Problem requirements >> Present all of the items below as a numbered list, with blank lines and the pictures left out.
========================================================================
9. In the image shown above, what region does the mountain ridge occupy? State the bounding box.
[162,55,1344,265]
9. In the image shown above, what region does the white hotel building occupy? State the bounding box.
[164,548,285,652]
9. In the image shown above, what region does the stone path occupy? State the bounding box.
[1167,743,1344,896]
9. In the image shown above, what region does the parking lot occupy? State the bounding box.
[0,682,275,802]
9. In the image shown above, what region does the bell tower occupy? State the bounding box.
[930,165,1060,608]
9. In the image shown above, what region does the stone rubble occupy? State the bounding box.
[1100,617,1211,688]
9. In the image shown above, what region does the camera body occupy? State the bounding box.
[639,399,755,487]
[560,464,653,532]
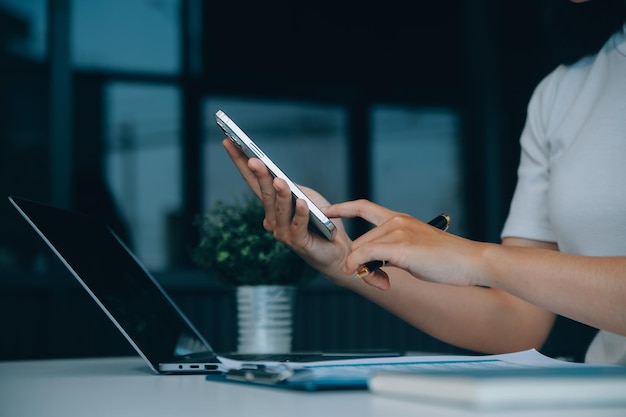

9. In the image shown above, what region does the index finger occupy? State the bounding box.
[324,199,395,226]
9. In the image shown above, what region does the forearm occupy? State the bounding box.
[479,245,626,335]
[340,267,554,353]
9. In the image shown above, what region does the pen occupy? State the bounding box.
[355,213,450,278]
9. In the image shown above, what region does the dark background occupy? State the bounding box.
[0,0,593,360]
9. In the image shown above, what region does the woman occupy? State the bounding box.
[224,0,626,364]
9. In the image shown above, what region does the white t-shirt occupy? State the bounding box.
[502,25,626,364]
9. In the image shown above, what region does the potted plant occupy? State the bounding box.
[192,197,313,353]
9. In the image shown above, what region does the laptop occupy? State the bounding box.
[9,196,399,374]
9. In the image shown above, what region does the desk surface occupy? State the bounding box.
[0,357,626,417]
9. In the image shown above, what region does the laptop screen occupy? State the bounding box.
[10,197,212,366]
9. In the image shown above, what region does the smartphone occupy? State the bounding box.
[215,110,337,240]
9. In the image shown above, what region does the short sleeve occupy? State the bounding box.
[501,73,556,242]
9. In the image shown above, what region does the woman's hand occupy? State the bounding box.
[324,200,482,289]
[222,139,351,285]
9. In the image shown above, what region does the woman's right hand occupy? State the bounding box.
[222,139,353,285]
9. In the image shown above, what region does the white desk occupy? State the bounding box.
[0,357,626,417]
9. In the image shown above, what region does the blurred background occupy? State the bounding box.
[0,0,590,360]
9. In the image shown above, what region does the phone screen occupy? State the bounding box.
[215,110,337,240]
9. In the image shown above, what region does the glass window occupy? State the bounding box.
[105,83,182,270]
[0,0,47,61]
[71,0,180,73]
[372,106,463,234]
[204,97,348,211]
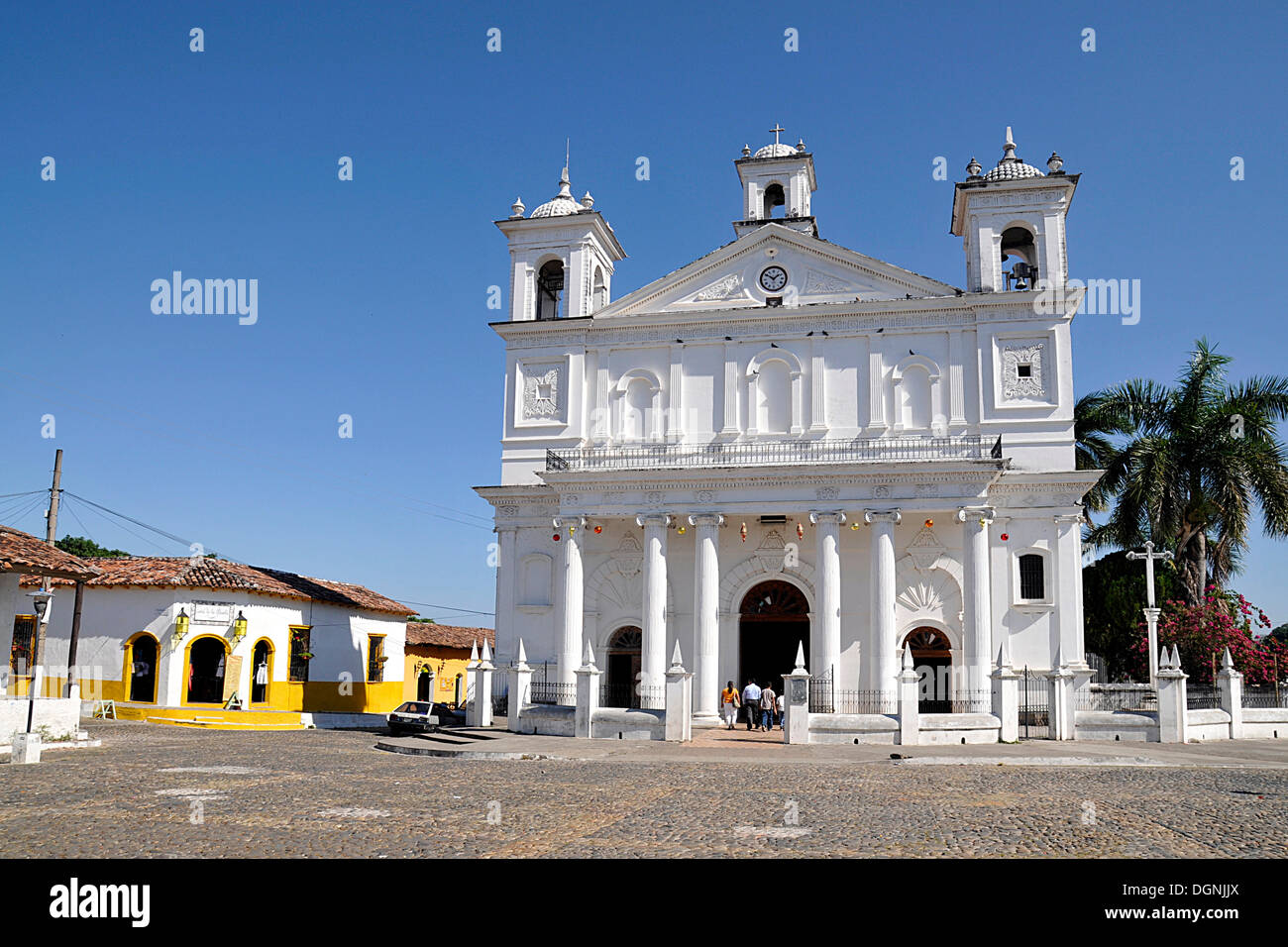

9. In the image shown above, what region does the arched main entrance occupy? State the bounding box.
[250,638,273,703]
[737,579,808,693]
[600,625,644,707]
[125,634,158,703]
[188,638,227,703]
[899,625,953,714]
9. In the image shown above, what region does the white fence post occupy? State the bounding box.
[1216,648,1243,740]
[1158,644,1190,743]
[783,642,808,743]
[897,644,921,746]
[574,639,599,740]
[666,642,693,743]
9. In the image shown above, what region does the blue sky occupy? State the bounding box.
[0,1,1288,624]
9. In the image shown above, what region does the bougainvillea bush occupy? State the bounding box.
[1132,586,1288,686]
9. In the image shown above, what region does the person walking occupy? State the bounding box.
[760,681,778,730]
[742,678,760,730]
[720,681,741,730]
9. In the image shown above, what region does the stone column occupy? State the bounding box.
[1046,652,1077,740]
[783,642,808,743]
[1216,648,1243,740]
[808,510,845,682]
[898,644,921,746]
[554,517,585,684]
[506,638,532,733]
[468,640,493,727]
[635,513,671,710]
[690,513,724,727]
[493,524,519,655]
[992,635,1020,743]
[863,510,903,694]
[957,506,993,690]
[1158,644,1190,743]
[665,642,693,743]
[572,642,599,740]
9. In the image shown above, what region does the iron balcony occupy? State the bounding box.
[546,434,1002,472]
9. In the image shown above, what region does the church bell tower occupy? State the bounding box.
[952,128,1078,292]
[496,162,626,322]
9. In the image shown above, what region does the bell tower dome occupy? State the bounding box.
[496,162,626,322]
[733,125,818,237]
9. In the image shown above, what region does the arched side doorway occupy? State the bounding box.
[416,665,434,701]
[125,631,159,703]
[600,625,644,707]
[187,635,228,703]
[735,579,808,693]
[899,625,953,714]
[250,638,273,703]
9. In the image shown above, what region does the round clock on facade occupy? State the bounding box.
[760,266,787,292]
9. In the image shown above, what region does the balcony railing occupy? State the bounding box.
[546,434,1002,472]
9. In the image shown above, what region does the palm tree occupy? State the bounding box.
[1076,339,1288,601]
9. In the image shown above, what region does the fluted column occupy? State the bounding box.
[554,517,587,684]
[635,513,671,706]
[863,510,903,693]
[493,524,519,656]
[957,506,993,690]
[808,510,845,681]
[690,513,724,724]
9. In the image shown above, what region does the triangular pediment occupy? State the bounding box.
[595,224,957,320]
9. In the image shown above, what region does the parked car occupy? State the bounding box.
[386,701,438,737]
[386,701,465,737]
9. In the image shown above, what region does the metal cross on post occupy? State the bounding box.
[1127,540,1175,686]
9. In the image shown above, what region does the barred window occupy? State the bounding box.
[1020,553,1046,601]
[9,614,36,676]
[368,635,385,683]
[291,627,313,682]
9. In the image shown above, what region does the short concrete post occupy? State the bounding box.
[989,641,1020,743]
[1158,644,1190,743]
[1046,648,1077,740]
[469,642,494,727]
[1216,648,1243,740]
[896,644,921,746]
[574,639,599,740]
[666,642,693,743]
[9,730,40,763]
[505,638,532,733]
[783,642,808,743]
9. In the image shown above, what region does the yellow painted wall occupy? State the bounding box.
[402,644,471,703]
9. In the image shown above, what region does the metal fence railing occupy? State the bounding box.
[1243,686,1288,710]
[1185,686,1221,710]
[832,690,899,714]
[546,434,1002,472]
[1073,684,1158,711]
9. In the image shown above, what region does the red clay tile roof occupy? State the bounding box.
[407,621,496,651]
[20,556,416,614]
[0,526,98,579]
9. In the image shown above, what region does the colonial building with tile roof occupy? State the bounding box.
[22,550,415,725]
[403,621,496,704]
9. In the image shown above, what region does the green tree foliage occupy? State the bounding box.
[54,536,130,559]
[1082,552,1182,681]
[1074,339,1288,604]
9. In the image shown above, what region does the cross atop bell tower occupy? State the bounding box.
[733,123,818,237]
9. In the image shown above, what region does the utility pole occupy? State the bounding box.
[31,447,63,686]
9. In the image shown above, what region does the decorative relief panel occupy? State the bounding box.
[693,273,742,303]
[522,365,564,421]
[1002,342,1047,401]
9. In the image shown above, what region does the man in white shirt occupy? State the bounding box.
[742,678,760,730]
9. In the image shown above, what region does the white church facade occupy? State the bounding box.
[477,130,1098,723]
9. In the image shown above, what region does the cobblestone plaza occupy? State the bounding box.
[0,721,1288,858]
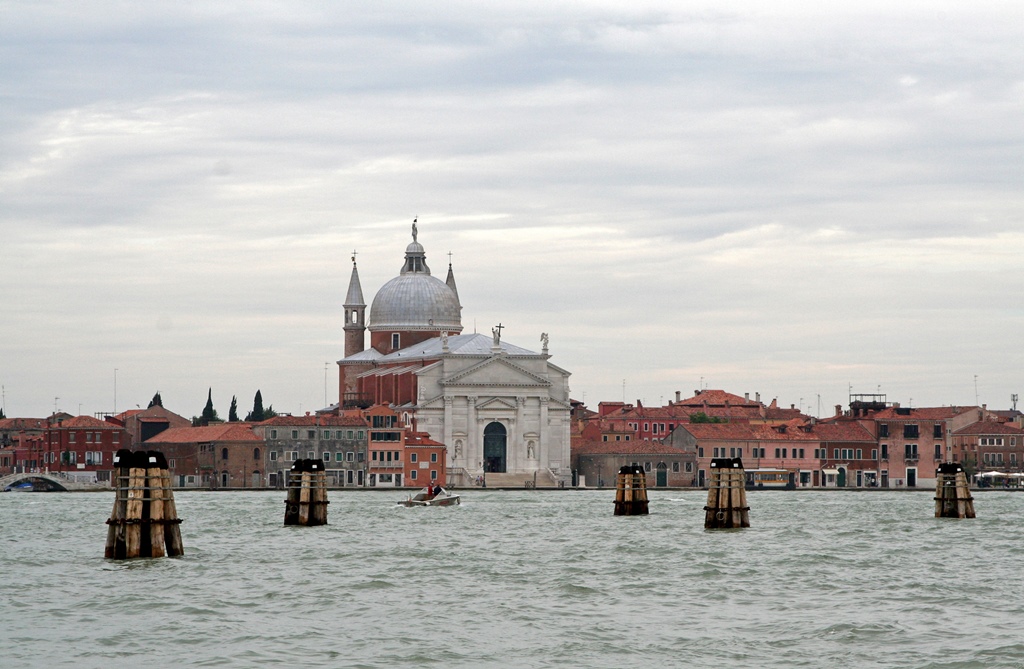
========================================================================
Task result >>
1. 9. In the image shown above, what region does the mountain ridge occupy? State the bounding box.
2. [162,55,1344,265]
3. 9. In the image shown above, what region does the white hotel building occupy? State the bounding box.
4. [164,548,285,652]
5. 9. In the image shown above, what region does the stone path occupy? State the bounding box.
6. [1167,743,1344,896]
7. 9. In the image shown above, what region does the parking lot occupy? State the bounding box.
8. [0,682,275,802]
9. 9. In the image shown above, what region does the bell tower occupy? State the bounding box.
10. [930,165,1060,608]
11. 9. In the image shown above, what region does the stone rubble occupy? State the bounding box.
12. [1100,617,1211,688]
13. 9. In the image shown above, what region does the camera body occupy? State the bounding box.
14. [639,399,755,487]
15. [560,464,653,532]
16. 9. In the image shown above, what region does the index finger occupy? State the bounding box.
17. [324,199,395,226]
18. 9. In the image shown above, what region does the forearm occupy? State the bounding box.
19. [479,245,626,335]
20. [340,267,554,353]
21. 9. In the image shown above, what region does the pen occupy? State the bounding box.
22. [355,213,450,278]
23. 9. In the image shown above, what region does the dark background occupy? State the bounding box.
24. [0,0,593,360]
25. 9. In the image shown above, what region does the woman occupy? State the bounding box.
26. [224,0,626,364]
27. 9. In the image shown above, what region does the white t-shirt occupy? State the bounding box.
28. [502,25,626,364]
29. 9. In the image shown above, what region does the potted plant occupy? State the bounding box.
30. [192,197,313,353]
31. 9. In the image shown above, what region does the laptop occupy? State the bounding box.
32. [9,196,399,374]
33. 9. In the image shown above, what region does the desk surface occupy? State the bounding box.
34. [0,357,626,417]
35. 9. In the image shown above, what region does the laptop screen occupy? State the bounding box.
36. [10,197,212,366]
37. 9. In the image shown above, what region does the smartphone occupy? State the bounding box.
38. [215,110,337,240]
39. 9. In the image shown above, what region does the short sleeve occupy? State the bounding box.
40. [501,73,556,242]
41. 9. In the image shown above, what region does the woman's hand occupy? State the bounding box.
42. [324,200,482,289]
43. [222,139,351,285]
44. 9. In the image shown above, what region does the woman's right hand occupy? State the bounding box.
45. [222,139,353,285]
46. 9. In the image shown above, what region does the white desk occupy? State the bounding box.
47. [0,357,626,417]
48. 9. In the image shown above, what region does the blurred background occupy? State the bounding box.
49. [0,0,590,360]
50. 9. In the image shown above, what region does the phone screen occupy? State the bounding box.
51. [215,110,337,240]
52. 9. In the image shown above, what region does the glass window occupy? State the bounding box.
53. [105,83,182,270]
54. [0,0,47,61]
55. [71,0,180,73]
56. [372,106,463,234]
57. [204,97,348,211]
58. 9. In the image shown above, what region does the arched main entrance occupy? State the bounding box.
59. [250,638,273,703]
60. [737,579,808,693]
61. [600,625,644,707]
62. [125,634,158,703]
63. [188,638,227,703]
64. [899,625,953,714]
65. 9. In the image shown above, what region does the white fence post occupy? State the bounding box.
66. [1216,648,1243,740]
67. [1158,644,1190,743]
68. [783,642,808,743]
69. [897,644,921,746]
70. [574,639,599,740]
71. [666,642,693,743]
72. 9. In the image shown above, what region does the blue sky occupy? State the bounding box.
73. [0,1,1288,624]
74. 9. In the image shown above, what region does the bougainvillea bush occupy? State the bounding box.
75. [1132,586,1288,686]
76. 9. In the image shown above, what region does the person walking occupy? State the bounding box.
77. [760,681,778,730]
78. [742,678,760,730]
79. [720,681,741,730]
80. 9. In the image shown above, what region does the stone column occupy? State the bounding box.
81. [1046,652,1077,740]
82. [783,642,808,743]
83. [1216,648,1243,740]
84. [808,510,845,682]
85. [898,644,921,746]
86. [554,517,585,684]
87. [506,638,532,733]
88. [468,640,493,727]
89. [635,513,671,710]
90. [690,513,724,727]
91. [493,524,519,655]
92. [992,635,1020,743]
93. [863,510,903,694]
94. [957,506,993,690]
95. [1158,644,1190,743]
96. [665,642,693,743]
97. [572,642,599,740]
98. 9. In the image shown above, what region does the iron balcony occupy? State the bounding box.
99. [546,434,1002,472]
100. 9. In the image shown above, what region does the church bell tower occupy? State the bounding box.
101. [952,128,1078,292]
102. [496,162,626,322]
103. 9. In the image shown above, what region does the bell tower dome occupy? State the bounding box.
104. [496,162,626,322]
105. [733,125,818,237]
106. 9. In the image shown above, what region does the arched side doorway occupy? State the bounding box.
107. [416,665,434,701]
108. [125,631,159,703]
109. [600,625,644,707]
110. [187,635,228,703]
111. [735,579,808,693]
112. [899,625,953,714]
113. [250,638,273,703]
114. 9. In the image shown above, what region does the round clock on facade occupy? State the bounding box.
115. [760,266,787,292]
116. 9. In the image shown above, what region does the balcony railing occupy? State the bounding box.
117. [546,434,1002,472]
118. 9. In the image shown above, what region does the palm tree occupy? State the bounding box.
119. [1076,339,1288,601]
120. 9. In the image shown above, what region does the fluted column occupy? State the bounding box.
121. [554,517,587,684]
122. [635,513,671,706]
123. [863,510,903,693]
124. [493,524,519,656]
125. [957,506,993,690]
126. [808,510,845,681]
127. [690,513,724,724]
128. 9. In the image shown above, what region does the triangular pediment occupy? State the bounding box.
129. [595,224,957,320]
130. 9. In the image shown above, what region does the parked car occupy? State the bounding box.
131. [386,701,438,737]
132. [386,701,465,737]
133. 9. In the image shown above, what region does the metal cross on post occupy? State the bounding box.
134. [1127,540,1175,686]
135. 9. In the image shown above, what region does the barred window occupy? State the bounding box.
136. [1020,553,1046,601]
137. [9,614,36,676]
138. [368,635,385,683]
139. [291,627,313,682]
140. 9. In the image shown above, what region does the short concrete post occupy? State the bounding box.
141. [989,641,1020,743]
142. [1158,644,1190,743]
143. [1046,648,1077,740]
144. [469,642,494,727]
145. [1216,648,1243,740]
146. [896,644,921,746]
147. [574,639,599,740]
148. [666,642,693,743]
149. [9,730,40,763]
150. [505,638,532,733]
151. [783,642,808,743]
152. 9. In the image shown above, what region does the yellow painted wall occupy? State the bounding box.
153. [402,644,471,703]
154. 9. In the image shown above, what region does the metal fence railing occupy? State the bounding box.
155. [1243,686,1288,710]
156. [1185,686,1221,710]
157. [832,690,899,714]
158. [546,434,1002,472]
159. [1073,684,1158,711]
160. 9. In the image shown above, what region does the red clay tile roof occupy? State the bounding box.
161. [407,621,496,651]
162. [20,556,416,614]
163. [0,526,98,579]
164. 9. In the image shown above, what region does the colonial building with tile roof occupy? State the bounding box.
165. [22,550,415,725]
166. [403,621,496,704]
167. 9. In the image shown above, what region does the green tree foliage occupy? State the bounding box.
168. [54,536,130,559]
169. [1082,552,1182,681]
170. [1074,339,1288,604]
171. 9. In the image shown above, what region does the cross atop bell tower occupy? State the bounding box.
172. [733,123,818,237]
173. 9. In the image shown above, what region does the utility pole occupy? State the bounding box.
174. [31,447,63,686]
175. 9. In the image shown above, what region does the decorative relief panel occupy? State the bounding box.
176. [693,273,742,303]
177. [522,365,564,421]
178. [1002,342,1047,401]
179. 9. In the image shown above, what region does the man in white shirt occupy? State the bounding box.
180. [742,678,760,730]
181. 9. In the image shown above, what region does the white church facade occupy? State the bounding box.
182. [477,130,1098,723]
183. 9. In the image shown above, what region does the cobblestone plaza occupy? State the bounding box.
184. [0,721,1288,858]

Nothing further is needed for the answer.